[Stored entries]
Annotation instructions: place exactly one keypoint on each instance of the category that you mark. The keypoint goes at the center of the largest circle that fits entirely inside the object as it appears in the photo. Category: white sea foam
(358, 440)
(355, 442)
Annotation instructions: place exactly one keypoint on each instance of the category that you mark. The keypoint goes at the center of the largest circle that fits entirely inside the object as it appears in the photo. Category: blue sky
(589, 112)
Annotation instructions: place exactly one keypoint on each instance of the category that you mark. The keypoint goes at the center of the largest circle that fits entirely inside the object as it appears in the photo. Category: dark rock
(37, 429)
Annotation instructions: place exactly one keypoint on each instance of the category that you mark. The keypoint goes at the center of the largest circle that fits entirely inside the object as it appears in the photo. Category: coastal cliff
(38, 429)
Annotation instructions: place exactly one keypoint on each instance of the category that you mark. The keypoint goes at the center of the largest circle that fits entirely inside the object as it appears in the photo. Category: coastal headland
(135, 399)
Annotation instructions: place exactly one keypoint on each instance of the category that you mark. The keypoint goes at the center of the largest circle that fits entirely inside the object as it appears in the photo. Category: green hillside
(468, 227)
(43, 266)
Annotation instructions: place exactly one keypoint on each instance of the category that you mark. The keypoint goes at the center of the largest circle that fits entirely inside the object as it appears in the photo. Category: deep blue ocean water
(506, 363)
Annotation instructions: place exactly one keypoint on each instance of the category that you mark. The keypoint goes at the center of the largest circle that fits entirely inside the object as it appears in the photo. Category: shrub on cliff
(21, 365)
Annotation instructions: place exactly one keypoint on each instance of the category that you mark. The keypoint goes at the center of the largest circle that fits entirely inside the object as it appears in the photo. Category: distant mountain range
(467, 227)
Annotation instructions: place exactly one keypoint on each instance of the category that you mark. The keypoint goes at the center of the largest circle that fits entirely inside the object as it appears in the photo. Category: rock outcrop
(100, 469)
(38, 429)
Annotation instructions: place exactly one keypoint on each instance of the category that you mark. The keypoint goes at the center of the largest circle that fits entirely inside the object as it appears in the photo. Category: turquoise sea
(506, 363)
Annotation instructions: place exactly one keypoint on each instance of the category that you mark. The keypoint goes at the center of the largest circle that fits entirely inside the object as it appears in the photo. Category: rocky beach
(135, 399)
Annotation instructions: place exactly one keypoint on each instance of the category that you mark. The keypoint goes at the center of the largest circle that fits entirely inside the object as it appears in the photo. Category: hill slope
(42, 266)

What needs to be done: Please give a word-for-word repetition of the lines from the one containing "Category: hill slope" through the last line of the data above, including both, and nothing besides.

Answer section:
Annotation instructions: place exactly one keypoint on each instance of the category that you mark. The keypoint goes at the center of the largest circle that fits entirely inside the object as it appears in the photo. Category: hill slope
(42, 266)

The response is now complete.